(Recorded data)
┌────────

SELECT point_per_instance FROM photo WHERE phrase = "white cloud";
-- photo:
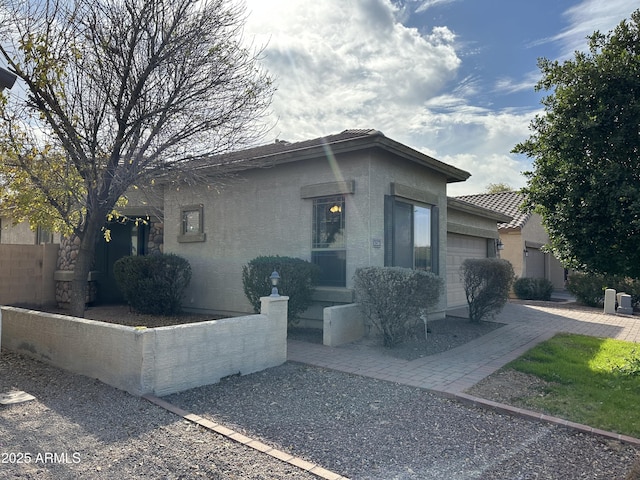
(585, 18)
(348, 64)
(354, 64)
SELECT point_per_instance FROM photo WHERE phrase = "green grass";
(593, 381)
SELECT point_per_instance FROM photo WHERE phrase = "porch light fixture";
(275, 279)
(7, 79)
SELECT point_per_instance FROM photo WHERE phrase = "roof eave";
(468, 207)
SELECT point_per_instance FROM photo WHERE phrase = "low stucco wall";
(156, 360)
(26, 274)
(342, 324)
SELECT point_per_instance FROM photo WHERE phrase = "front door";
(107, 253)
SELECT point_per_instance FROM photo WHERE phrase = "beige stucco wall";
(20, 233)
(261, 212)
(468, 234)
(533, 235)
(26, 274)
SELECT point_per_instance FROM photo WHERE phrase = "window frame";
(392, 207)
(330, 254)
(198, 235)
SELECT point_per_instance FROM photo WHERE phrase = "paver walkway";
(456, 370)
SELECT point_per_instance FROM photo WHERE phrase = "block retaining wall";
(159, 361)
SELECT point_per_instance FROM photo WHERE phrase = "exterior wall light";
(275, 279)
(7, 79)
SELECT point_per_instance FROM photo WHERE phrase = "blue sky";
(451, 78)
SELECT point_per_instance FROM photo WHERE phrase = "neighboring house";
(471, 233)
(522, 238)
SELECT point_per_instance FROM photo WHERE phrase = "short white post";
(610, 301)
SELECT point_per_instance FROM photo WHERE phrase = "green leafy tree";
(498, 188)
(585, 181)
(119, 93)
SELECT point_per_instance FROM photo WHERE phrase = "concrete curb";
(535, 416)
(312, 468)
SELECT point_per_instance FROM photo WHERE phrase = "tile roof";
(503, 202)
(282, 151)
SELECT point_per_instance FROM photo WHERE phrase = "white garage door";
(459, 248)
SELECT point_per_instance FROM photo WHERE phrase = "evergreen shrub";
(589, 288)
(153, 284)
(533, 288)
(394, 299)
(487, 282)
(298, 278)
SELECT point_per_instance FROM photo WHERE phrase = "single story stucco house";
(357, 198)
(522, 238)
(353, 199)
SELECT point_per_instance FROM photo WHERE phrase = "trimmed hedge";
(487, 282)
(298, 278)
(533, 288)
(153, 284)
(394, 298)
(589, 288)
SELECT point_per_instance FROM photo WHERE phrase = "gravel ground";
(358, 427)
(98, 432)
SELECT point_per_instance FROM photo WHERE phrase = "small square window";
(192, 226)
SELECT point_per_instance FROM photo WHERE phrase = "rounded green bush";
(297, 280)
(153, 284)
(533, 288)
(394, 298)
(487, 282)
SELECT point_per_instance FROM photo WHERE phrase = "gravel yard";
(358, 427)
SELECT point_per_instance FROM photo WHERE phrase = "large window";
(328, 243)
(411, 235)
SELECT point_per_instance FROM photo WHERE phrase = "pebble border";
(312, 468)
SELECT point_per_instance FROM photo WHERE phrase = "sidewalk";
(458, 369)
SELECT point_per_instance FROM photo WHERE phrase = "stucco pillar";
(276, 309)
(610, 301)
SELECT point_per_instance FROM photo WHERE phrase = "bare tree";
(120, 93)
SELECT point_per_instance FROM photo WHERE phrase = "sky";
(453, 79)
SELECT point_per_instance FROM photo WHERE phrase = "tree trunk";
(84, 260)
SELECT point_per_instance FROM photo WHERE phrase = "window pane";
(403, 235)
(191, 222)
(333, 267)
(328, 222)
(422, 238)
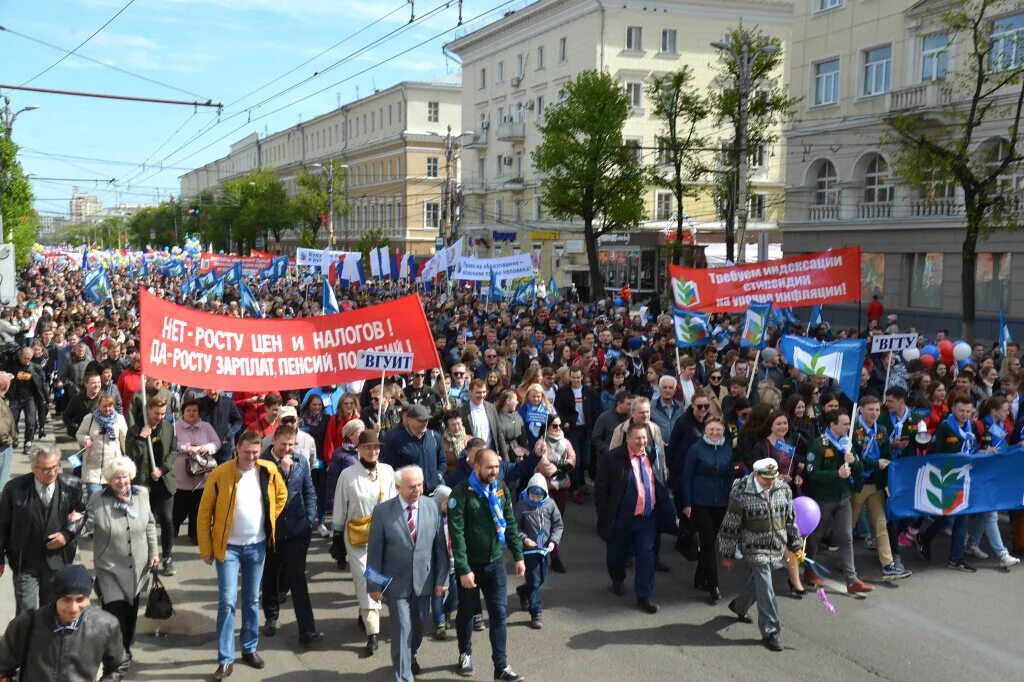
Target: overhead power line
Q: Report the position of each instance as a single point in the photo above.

└────────
┌────────

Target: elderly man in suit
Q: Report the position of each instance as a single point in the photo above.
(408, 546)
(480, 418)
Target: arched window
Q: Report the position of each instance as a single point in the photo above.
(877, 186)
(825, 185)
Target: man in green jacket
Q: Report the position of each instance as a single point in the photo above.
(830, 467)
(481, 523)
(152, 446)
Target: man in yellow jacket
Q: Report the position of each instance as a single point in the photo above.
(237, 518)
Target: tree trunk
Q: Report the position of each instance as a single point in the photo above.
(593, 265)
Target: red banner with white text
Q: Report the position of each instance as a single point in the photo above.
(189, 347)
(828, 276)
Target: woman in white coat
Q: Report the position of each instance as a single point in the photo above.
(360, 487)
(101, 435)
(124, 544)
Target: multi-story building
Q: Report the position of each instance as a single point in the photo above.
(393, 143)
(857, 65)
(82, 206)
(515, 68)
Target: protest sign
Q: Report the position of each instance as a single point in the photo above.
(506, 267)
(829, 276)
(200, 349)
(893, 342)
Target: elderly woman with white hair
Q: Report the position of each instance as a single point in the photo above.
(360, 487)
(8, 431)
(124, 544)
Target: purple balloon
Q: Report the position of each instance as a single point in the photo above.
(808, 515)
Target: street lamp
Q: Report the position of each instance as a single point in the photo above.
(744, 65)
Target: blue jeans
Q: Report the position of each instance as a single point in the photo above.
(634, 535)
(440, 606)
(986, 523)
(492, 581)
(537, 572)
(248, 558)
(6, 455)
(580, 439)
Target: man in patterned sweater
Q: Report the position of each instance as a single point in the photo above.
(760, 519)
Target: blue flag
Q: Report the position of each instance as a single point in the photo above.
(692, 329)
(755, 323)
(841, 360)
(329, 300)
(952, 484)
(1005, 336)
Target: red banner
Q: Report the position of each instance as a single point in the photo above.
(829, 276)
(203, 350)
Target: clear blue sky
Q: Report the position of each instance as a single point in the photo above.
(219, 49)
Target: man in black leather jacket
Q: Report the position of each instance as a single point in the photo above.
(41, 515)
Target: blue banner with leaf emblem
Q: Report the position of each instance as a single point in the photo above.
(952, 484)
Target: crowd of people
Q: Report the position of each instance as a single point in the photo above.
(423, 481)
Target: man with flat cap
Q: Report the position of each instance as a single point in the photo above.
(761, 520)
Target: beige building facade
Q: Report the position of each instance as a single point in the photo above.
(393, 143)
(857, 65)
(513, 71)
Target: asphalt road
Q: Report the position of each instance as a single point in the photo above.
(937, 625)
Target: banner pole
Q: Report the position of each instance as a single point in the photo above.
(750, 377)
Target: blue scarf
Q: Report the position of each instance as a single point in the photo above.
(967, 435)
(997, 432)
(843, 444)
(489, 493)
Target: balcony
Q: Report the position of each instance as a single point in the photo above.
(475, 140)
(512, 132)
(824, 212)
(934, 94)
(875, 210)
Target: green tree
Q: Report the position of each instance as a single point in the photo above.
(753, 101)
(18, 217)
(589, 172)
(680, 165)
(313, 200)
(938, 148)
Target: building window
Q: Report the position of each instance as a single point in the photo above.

└────────

- _REQUIRED ACTION_
Look through the entries and find each line that has the string "elderly". Copy those lines.

- _ANSWER TO THE PROBLEM_
Target: elderly man in suit
Target: elderly woman with white hair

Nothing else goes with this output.